**YOUR ASSIGNMENT:** When the line with "Task: for each" appears below, start repeating lines exactly, and keep going through the line with "box: [608, 271, 653, 340]"; add nothing outside that span.
START RECORDS SUPPLIED
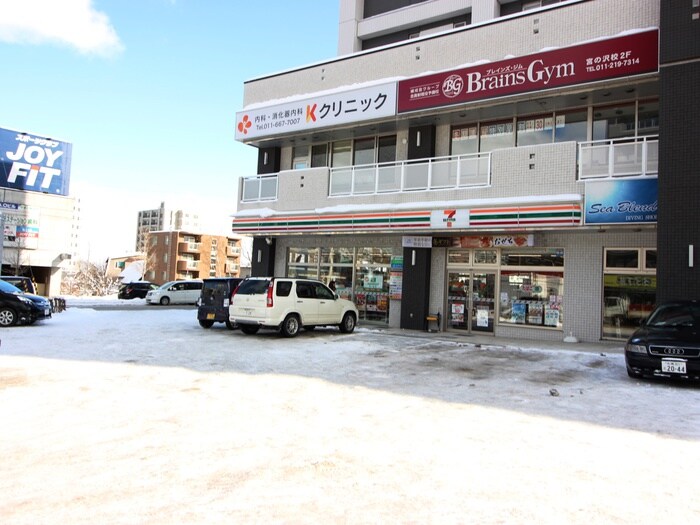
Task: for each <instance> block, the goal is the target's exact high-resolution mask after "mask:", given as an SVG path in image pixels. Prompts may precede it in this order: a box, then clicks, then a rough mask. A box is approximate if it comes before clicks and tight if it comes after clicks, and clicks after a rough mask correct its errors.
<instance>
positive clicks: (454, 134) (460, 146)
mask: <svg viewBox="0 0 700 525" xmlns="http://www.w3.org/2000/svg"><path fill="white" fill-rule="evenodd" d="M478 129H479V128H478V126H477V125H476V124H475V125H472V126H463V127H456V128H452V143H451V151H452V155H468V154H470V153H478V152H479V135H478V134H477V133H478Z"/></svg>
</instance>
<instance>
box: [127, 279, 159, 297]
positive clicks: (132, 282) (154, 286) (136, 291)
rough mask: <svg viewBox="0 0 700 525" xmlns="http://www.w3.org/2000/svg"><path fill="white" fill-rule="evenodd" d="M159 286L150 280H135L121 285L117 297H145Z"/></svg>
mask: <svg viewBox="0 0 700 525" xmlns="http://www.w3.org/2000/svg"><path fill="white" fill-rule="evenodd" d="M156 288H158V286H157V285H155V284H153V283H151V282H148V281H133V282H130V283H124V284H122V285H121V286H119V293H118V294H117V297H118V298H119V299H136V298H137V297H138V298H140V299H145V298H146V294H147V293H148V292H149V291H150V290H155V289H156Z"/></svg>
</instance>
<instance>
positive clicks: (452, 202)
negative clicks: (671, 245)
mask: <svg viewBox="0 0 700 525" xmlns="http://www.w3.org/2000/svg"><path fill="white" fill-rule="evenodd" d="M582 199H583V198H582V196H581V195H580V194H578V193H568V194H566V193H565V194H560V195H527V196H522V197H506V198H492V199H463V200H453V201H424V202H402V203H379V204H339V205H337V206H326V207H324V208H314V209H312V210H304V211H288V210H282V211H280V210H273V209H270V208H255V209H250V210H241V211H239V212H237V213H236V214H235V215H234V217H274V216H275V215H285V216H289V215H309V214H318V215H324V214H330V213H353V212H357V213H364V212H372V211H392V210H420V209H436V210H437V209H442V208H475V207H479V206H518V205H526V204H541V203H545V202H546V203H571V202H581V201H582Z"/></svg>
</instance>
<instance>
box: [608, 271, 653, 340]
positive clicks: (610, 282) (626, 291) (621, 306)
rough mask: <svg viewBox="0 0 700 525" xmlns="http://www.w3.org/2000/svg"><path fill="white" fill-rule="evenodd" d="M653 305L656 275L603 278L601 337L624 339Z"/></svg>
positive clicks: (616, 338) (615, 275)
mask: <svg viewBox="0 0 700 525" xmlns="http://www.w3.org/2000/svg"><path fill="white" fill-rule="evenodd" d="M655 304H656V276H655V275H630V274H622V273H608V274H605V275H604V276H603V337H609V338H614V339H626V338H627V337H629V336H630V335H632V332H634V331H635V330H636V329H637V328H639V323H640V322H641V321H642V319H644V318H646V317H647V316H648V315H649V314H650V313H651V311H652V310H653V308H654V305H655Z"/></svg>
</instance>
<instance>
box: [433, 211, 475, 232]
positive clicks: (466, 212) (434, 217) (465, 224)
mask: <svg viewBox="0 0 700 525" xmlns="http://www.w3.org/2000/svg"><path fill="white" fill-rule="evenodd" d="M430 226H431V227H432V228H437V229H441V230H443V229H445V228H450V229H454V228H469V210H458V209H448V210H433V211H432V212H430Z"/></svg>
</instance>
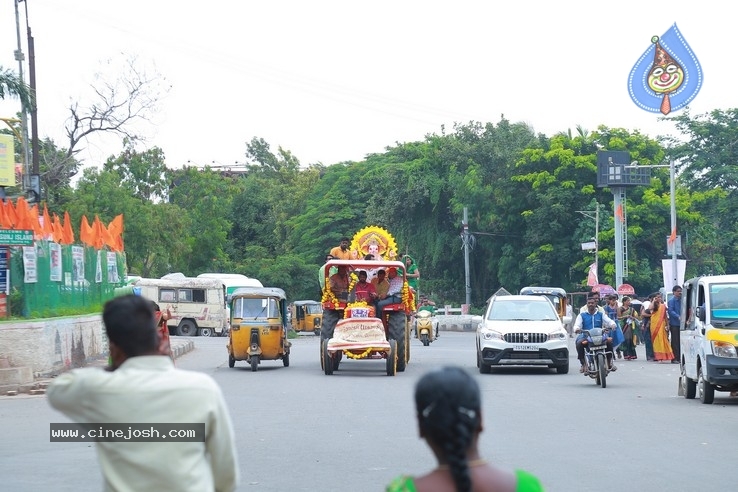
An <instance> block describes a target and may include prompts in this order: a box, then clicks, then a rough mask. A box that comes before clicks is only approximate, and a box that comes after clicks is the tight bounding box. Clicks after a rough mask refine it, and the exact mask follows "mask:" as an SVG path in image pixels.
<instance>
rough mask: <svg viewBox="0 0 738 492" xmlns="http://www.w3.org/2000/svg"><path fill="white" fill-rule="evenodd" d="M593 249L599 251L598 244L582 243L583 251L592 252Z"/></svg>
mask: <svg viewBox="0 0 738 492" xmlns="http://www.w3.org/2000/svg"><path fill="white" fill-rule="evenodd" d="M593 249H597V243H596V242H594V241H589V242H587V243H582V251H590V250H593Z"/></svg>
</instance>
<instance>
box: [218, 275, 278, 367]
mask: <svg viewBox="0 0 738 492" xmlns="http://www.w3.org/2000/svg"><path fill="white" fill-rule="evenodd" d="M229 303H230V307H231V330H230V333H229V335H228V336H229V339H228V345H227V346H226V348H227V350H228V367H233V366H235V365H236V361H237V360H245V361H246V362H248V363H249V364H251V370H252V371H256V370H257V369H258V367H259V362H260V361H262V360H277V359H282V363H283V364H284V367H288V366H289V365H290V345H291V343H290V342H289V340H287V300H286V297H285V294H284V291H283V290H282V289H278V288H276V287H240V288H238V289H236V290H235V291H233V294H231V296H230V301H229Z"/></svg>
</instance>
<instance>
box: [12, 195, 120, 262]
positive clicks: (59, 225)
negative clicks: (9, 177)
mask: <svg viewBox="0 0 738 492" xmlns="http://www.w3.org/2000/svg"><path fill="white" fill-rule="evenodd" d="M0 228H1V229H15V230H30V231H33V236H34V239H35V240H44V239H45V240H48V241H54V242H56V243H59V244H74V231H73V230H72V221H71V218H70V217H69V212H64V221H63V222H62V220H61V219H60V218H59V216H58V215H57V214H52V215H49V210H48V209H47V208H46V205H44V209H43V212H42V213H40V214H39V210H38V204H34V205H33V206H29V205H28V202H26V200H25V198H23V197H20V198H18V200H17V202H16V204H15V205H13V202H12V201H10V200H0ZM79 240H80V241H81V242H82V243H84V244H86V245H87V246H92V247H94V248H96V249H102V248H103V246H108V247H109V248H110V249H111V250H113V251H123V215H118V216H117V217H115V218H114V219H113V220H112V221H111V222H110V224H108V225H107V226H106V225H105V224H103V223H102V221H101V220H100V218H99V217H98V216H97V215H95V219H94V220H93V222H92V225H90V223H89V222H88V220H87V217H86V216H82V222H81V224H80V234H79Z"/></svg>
END RECORDS SUPPLIED
START RECORDS SUPPLIED
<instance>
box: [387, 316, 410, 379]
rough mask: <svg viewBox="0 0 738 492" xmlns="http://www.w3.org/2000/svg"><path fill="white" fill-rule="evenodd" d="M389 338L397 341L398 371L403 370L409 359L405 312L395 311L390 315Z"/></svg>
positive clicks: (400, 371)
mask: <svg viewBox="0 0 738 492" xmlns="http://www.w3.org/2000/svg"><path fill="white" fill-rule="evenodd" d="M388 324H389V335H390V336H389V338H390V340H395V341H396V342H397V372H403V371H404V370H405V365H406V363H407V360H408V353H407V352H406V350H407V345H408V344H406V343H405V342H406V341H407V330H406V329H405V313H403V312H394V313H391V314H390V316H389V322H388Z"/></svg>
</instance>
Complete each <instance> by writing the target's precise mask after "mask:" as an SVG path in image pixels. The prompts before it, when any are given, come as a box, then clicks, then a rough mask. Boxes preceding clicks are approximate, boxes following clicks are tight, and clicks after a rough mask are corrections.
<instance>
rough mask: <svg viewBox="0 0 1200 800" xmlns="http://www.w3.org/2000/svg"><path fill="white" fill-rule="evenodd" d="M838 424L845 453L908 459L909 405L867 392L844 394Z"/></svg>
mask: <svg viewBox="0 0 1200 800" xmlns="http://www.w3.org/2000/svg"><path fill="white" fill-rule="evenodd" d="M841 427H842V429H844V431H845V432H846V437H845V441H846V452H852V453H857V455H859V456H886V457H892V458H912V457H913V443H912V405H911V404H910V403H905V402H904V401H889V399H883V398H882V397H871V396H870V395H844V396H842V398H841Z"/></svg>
END RECORDS SUPPLIED
**REPLY TO THE EXERCISE:**
Task: for each <instance> block, the goal is the target's exact high-resolution mask after "mask:", given as an SVG path in image pixels. Prompts may precede it in this order: a box, then clicks, then a rough mask. A box is approximate if it comes before clicks and tight if it comes after clicks, and clicks after a rough mask correct its errors.
<instance>
positive clicks: (454, 134) (460, 146)
mask: <svg viewBox="0 0 700 525" xmlns="http://www.w3.org/2000/svg"><path fill="white" fill-rule="evenodd" d="M478 129H479V128H478V126H477V125H476V124H475V125H472V126H463V127H456V128H452V143H451V151H452V155H468V154H470V153H478V152H479V135H478V134H477V133H478Z"/></svg>
</instance>
<instance>
box: [127, 279, 159, 297]
positive clicks: (132, 282) (154, 286) (136, 291)
rough mask: <svg viewBox="0 0 700 525" xmlns="http://www.w3.org/2000/svg"><path fill="white" fill-rule="evenodd" d="M159 286L150 280H135L121 285L117 297H145Z"/></svg>
mask: <svg viewBox="0 0 700 525" xmlns="http://www.w3.org/2000/svg"><path fill="white" fill-rule="evenodd" d="M156 288H158V286H157V285H155V284H153V283H151V282H148V281H133V282H130V283H124V284H122V285H121V286H119V293H118V294H117V297H118V298H119V299H136V298H137V297H138V298H140V299H145V298H146V294H147V293H148V292H149V291H150V290H155V289H156Z"/></svg>
</instance>
<instance>
positive clicks: (452, 202)
negative clicks: (671, 245)
mask: <svg viewBox="0 0 700 525" xmlns="http://www.w3.org/2000/svg"><path fill="white" fill-rule="evenodd" d="M582 199H583V198H582V196H581V195H580V194H578V193H568V194H566V193H565V194H560V195H527V196H522V197H506V198H492V199H463V200H453V201H424V202H402V203H379V204H339V205H337V206H326V207H324V208H314V209H312V210H304V211H288V210H282V211H280V210H273V209H270V208H255V209H250V210H241V211H239V212H237V213H236V214H235V215H234V217H274V216H275V215H285V216H289V215H309V214H318V215H324V214H330V213H353V212H357V213H364V212H372V211H392V210H420V209H436V210H437V209H442V208H475V207H479V206H518V205H526V204H541V203H545V202H546V203H571V202H581V201H582Z"/></svg>
</instance>
<instance>
box: [608, 271, 653, 340]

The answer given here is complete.